**SOURCE TEXT:**
There is a tendency to discount the continuing role of Black inventors in science and technology in the digital age, but they are just as prominent, just as invisible now, as they were in the past.
 

Henry Sampson was born in 1934, and while he is not the inventor of the cell phone, he is the inventor of gamma-electric cell, which is a critical component of a nuclear reactor. Moreover, he holds several patents related to solid rocket motors and conversion of nuclear energy into electricity. Also, he is deemed a pioneer in the study of internal ballistics of solid rocket motors using high-speed photography.
    

Philip Emeagwali, among his loyal followers, has been widely acclaimed as the “father of the Internet.” While this is assertion is greatly exaggerated, Emeagwali, born in 1954, has a number of scientific awards in the realm of supercomputers that have gone a long way in analyzing petroleum fields.
 

Lonnie G. Johnson is a senior systems engineer at NASA. A graduate of Tuskegee University, Johnson invented the Super Soaker squirt gun, a toy that has generated more than $200 million in sales. He has more than 80 patents with 20 more pending.

Visually impaired people can thank Marc B. Auguste, Sr., his son and daughter-in-law for creating and developing a multi-purpose coin-organizer. The device also has a great utility for the sighted.             
   

And Black women are in the mix as well, particularly Janet Emerson Bashen, the first African-American female to hold a software patent. She invented Linkline, which is a web-based application for EEO (Equal Employment Opportunity) claims intake, and document management that is the focus of her company. 
 
Another African-American woman inventor is Harlem-born Dr. Patricia Bath, an ophthalmologist and surgeon who created Laserphaco, a laser-powered probe that allows doctors to rapidly vaporize cataracts. Among her other firsts is her position as surgeon at the UCLA Medical Center. 
  

With more than a dozen patents to his credit, Dr. Thomas Mensah, a native of Ghana, is perhaps most proud of his invention of a guidance system for Patriot missile. He is also the chairman of Supercond Technology Inc. of Norcross, Georgia.  His other inventions cover fields including fiber optics and guided vehicle systems and last year he was honored with Percy Julian Award. Julian (1899-1975) was a remarkable scientist who perfected the cortisone drug, creating a synthetic from soy beans.

**DATASET:**
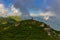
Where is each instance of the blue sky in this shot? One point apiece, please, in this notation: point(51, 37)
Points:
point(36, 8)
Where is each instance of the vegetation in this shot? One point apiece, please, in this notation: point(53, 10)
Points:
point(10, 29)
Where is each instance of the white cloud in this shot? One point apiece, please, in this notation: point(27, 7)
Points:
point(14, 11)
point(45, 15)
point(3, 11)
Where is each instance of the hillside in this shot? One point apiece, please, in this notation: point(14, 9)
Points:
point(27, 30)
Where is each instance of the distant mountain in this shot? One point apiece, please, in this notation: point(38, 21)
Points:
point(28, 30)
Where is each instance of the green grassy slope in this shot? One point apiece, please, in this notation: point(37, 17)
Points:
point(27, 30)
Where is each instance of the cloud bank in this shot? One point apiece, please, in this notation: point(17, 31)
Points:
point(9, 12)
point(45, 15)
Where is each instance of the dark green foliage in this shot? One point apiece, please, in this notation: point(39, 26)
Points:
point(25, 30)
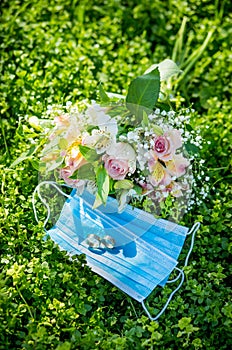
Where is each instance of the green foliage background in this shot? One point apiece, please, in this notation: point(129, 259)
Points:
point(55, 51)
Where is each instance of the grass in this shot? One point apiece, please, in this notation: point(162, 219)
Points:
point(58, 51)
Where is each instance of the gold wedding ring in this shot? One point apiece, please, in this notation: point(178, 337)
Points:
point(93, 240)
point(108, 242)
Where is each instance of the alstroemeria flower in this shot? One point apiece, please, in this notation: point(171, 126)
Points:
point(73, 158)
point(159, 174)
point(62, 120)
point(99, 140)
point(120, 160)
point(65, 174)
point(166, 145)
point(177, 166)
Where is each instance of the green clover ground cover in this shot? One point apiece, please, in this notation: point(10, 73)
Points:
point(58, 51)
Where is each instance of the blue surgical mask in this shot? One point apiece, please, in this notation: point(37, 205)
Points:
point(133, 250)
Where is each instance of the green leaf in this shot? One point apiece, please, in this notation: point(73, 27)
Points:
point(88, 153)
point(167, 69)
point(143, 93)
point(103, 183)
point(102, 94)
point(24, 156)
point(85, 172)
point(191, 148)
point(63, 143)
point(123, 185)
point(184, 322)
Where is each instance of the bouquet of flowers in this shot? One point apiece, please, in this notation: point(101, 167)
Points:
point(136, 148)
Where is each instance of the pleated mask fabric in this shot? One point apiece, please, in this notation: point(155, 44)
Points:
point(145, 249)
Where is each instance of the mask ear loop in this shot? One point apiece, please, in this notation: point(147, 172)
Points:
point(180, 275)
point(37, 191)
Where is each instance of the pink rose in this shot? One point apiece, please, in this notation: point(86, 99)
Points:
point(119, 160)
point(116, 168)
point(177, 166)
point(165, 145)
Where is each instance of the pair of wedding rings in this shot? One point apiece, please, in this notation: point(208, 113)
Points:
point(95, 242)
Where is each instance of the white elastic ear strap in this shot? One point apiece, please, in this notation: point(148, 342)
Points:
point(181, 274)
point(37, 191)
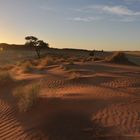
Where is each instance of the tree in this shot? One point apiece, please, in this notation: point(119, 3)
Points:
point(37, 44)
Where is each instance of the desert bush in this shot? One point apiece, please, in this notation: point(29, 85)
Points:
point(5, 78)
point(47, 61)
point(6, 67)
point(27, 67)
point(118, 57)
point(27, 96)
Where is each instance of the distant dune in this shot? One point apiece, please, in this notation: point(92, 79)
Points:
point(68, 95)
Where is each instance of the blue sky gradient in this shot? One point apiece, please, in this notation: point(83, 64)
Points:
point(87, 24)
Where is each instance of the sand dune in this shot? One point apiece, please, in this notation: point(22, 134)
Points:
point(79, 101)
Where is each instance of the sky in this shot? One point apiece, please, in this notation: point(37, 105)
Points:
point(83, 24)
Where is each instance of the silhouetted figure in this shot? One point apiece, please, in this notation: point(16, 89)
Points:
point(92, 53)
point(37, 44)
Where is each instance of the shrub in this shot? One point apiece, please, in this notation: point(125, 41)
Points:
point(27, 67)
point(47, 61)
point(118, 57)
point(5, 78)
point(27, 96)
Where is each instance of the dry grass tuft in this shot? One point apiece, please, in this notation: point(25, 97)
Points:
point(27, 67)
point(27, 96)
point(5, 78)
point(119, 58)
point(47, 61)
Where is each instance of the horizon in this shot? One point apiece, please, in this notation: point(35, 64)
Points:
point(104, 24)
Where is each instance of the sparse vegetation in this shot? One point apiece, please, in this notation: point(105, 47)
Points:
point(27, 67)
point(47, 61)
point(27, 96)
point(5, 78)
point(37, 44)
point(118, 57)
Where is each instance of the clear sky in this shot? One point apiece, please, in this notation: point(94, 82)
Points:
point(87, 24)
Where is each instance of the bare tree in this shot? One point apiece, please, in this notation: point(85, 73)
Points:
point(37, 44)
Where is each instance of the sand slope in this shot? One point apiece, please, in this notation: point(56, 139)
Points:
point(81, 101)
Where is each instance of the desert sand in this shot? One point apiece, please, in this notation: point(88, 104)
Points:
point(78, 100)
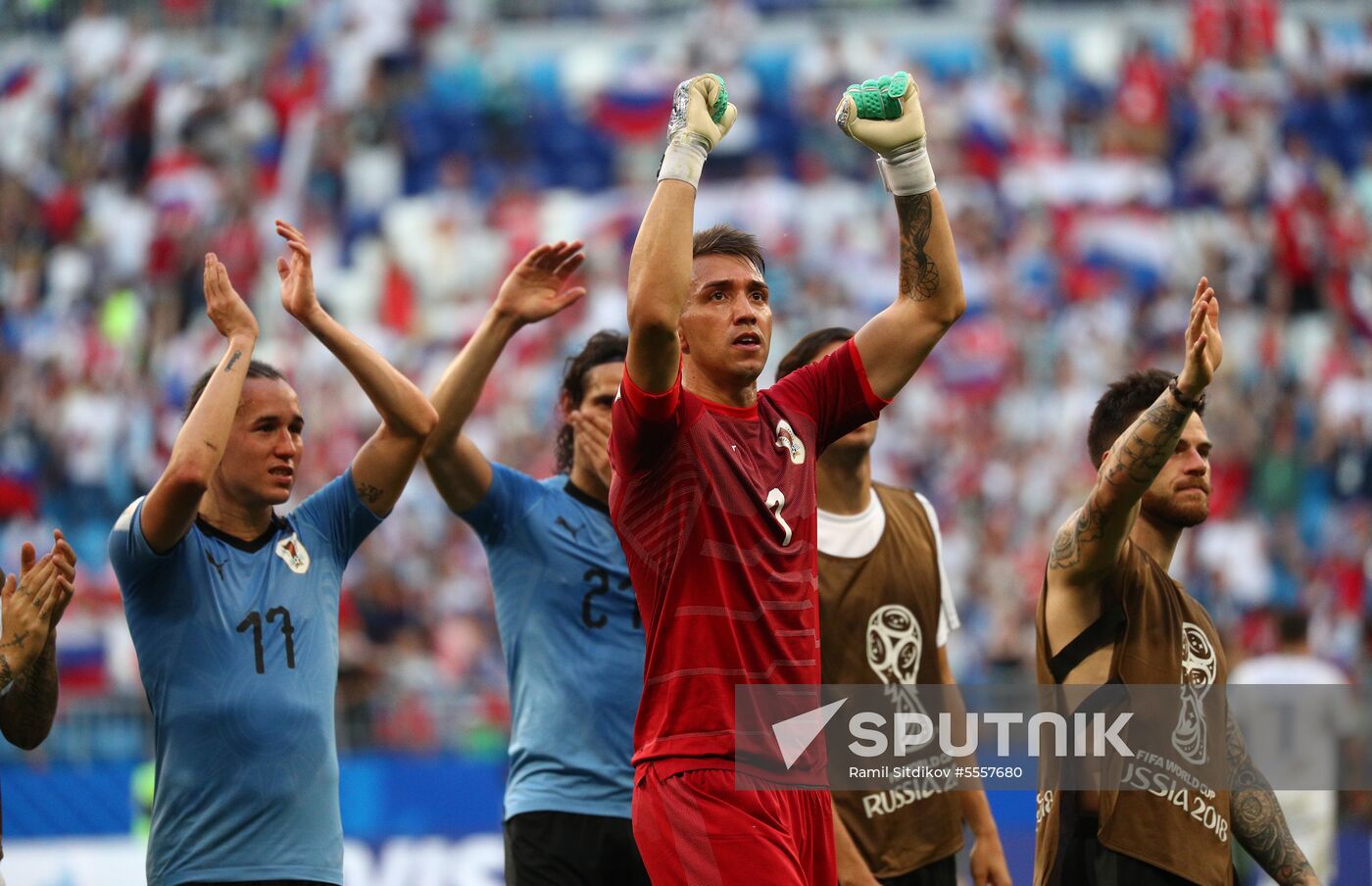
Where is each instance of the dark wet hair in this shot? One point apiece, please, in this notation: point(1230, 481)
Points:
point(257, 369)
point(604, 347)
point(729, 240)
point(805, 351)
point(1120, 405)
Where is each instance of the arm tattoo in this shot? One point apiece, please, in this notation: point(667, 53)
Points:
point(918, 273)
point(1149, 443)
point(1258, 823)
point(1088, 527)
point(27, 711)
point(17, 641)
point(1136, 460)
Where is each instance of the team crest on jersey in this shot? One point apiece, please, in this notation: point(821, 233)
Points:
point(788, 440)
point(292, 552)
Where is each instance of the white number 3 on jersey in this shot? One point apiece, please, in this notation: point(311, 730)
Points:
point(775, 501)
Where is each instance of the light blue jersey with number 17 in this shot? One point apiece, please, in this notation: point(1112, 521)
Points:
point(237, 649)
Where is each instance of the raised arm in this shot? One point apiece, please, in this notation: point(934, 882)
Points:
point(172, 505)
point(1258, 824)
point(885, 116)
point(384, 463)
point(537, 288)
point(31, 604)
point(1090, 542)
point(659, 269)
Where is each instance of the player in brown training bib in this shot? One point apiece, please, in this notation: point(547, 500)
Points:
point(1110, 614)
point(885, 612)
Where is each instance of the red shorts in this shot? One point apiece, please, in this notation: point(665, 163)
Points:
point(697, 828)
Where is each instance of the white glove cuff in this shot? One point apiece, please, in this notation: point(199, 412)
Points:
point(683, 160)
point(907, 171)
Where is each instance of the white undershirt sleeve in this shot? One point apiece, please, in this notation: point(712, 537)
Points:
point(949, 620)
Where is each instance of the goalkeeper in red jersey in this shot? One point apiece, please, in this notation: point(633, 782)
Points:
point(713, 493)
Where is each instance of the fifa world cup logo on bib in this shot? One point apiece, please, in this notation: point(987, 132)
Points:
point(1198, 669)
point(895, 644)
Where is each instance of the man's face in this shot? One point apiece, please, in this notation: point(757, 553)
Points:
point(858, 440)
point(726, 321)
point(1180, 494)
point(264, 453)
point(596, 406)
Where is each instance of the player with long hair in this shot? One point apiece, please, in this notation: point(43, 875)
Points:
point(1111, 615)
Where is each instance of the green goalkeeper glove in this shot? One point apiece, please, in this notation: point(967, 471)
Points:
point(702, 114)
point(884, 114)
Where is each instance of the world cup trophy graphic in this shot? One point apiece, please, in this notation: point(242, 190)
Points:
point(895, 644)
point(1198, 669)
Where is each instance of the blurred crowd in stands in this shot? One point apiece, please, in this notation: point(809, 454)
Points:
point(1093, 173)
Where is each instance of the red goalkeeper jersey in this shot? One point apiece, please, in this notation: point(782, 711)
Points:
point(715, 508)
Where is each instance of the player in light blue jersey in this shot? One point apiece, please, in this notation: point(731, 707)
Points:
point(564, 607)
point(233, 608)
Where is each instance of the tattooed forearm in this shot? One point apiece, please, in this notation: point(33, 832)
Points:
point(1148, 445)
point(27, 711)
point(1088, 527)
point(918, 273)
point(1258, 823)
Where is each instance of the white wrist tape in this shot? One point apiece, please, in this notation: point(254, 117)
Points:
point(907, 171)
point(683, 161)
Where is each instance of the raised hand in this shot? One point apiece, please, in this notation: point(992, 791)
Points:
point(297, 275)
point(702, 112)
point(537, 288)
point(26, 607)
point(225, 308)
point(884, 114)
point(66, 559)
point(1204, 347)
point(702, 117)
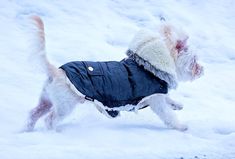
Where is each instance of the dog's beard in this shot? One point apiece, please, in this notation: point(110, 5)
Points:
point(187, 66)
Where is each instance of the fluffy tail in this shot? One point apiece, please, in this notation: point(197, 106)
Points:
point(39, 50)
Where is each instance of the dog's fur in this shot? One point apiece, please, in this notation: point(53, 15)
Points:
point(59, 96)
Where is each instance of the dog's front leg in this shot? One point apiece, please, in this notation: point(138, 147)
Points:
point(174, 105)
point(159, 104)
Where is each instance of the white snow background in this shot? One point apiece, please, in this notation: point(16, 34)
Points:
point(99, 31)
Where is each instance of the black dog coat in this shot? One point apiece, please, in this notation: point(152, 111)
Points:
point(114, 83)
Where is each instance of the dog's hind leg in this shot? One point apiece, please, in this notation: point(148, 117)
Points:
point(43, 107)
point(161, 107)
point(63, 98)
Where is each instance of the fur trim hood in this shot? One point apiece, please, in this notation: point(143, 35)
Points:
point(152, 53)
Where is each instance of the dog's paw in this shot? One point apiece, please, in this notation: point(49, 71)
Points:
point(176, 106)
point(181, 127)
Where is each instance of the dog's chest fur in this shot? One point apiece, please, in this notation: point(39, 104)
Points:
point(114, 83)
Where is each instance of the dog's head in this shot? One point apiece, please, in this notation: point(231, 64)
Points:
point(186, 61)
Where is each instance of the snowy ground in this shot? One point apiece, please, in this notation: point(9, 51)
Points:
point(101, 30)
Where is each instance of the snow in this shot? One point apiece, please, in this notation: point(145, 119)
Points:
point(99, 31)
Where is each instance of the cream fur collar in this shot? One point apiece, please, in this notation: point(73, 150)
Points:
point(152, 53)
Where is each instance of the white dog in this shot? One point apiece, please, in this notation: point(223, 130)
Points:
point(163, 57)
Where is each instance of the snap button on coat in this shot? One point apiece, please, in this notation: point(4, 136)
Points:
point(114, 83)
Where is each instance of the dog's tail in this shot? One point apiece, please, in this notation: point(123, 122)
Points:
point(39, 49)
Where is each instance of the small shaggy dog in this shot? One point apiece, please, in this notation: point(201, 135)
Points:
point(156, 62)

**WORK TO BE COMPLETED:** Quote the text on Black inventors word for word, starting with "With more than" and going on through "from soy beans.".

**WRITTEN SOLUTION:**
With more than a dozen patents to his credit, Dr. Thomas Mensah, a native of Ghana, is perhaps most proud of his invention of a guidance system for Patriot missile. He is also the chairman of Supercond Technology Inc. of Norcross, Georgia.  His other inventions cover fields including fiber optics and guided vehicle systems and last year he was honored with Percy Julian Award. Julian (1899-1975) was a remarkable scientist who perfected the cortisone drug, creating a synthetic from soy beans.